• WHAT YOU ARE ASKED TO DO
Copy out all the records, word for word.

(Entries from a pointing dataset)
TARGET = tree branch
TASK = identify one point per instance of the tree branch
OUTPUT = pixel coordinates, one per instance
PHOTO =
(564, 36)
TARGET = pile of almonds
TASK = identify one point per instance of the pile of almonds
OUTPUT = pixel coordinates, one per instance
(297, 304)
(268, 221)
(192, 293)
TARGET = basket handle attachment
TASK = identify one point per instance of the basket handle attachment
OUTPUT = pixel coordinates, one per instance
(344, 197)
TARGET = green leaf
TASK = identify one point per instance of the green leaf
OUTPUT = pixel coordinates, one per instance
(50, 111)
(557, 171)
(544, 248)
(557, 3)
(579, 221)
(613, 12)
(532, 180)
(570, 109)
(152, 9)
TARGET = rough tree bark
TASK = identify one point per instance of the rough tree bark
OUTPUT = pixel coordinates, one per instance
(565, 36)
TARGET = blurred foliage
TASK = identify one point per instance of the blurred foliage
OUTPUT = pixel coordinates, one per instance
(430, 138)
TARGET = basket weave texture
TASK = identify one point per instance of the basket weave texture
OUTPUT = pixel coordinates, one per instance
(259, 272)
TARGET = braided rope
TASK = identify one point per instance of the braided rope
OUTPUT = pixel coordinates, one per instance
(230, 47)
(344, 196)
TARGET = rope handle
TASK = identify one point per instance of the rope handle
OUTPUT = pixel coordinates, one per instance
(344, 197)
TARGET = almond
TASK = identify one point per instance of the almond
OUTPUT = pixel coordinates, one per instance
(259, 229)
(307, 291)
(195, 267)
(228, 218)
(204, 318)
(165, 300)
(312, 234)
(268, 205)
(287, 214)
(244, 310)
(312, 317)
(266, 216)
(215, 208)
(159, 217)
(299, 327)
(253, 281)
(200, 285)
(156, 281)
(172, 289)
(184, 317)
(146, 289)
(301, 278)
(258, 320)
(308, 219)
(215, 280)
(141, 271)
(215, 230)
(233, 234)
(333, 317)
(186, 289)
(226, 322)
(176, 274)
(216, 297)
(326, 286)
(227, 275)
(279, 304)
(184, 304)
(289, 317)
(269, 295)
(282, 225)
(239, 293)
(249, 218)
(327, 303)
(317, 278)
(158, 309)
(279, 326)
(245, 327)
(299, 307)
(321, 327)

• RESPONSE TO THE EXERCISE
TARGET = tree branch
TASK = identify one point per instance of the tree branch
OUTPUT = pixel coordinates, one per instance
PHOTO =
(564, 36)
TARGET = pile of almonds
TASK = identify one point per instance of the pile of almonds
OUTPUT = pixel coordinates, one per instance
(297, 304)
(268, 221)
(192, 293)
TARGET = basket handle attachment
TASK = identify one point per instance of the basket handle attachment
OUTPUT = pixel coordinates, one per instance
(344, 197)
TARGET = green leaf
TASK = identify one point per instance of the green leaf
OUTPUT = pixel coordinates, one per instance
(50, 111)
(557, 171)
(544, 248)
(557, 3)
(579, 221)
(613, 12)
(532, 180)
(570, 109)
(152, 9)
TARGET = rough tree bark
TASK = identify one point per instance of the rough tree bark
OUTPUT = pixel coordinates, one per instance
(565, 36)
TARGET = blurred foliage
TASK = identify one point per instance of the blurred foliage
OUTPUT = pixel coordinates, one per instance
(430, 138)
TARGET = basket weave texture
TASK = identify one point per instance of the basket weave texture
OUTPUT = pixel coordinates, one per instance
(259, 272)
TARGET = braided rope
TASK = identify one point per instance of the braided rope
OUTPUT = pixel coordinates, one per instance
(230, 47)
(344, 196)
TARGET = rope handle
TASK = identify one point per instance of the rope handle
OUTPUT = pixel coordinates, one per instance
(344, 197)
TARGET = almond
TASK = identify one point per instance of the almond
OUTPUT = pixel coordinates, one per instance
(259, 229)
(307, 291)
(195, 267)
(228, 218)
(204, 318)
(165, 300)
(312, 234)
(268, 205)
(287, 214)
(244, 310)
(312, 317)
(266, 216)
(215, 208)
(159, 217)
(299, 327)
(253, 281)
(200, 285)
(156, 281)
(172, 289)
(184, 317)
(146, 289)
(301, 278)
(258, 320)
(308, 219)
(215, 280)
(141, 271)
(215, 230)
(233, 234)
(333, 317)
(186, 289)
(226, 322)
(176, 274)
(216, 297)
(326, 286)
(227, 275)
(279, 304)
(184, 304)
(289, 317)
(269, 295)
(282, 225)
(239, 293)
(249, 218)
(327, 303)
(317, 278)
(158, 309)
(279, 326)
(245, 327)
(299, 307)
(321, 327)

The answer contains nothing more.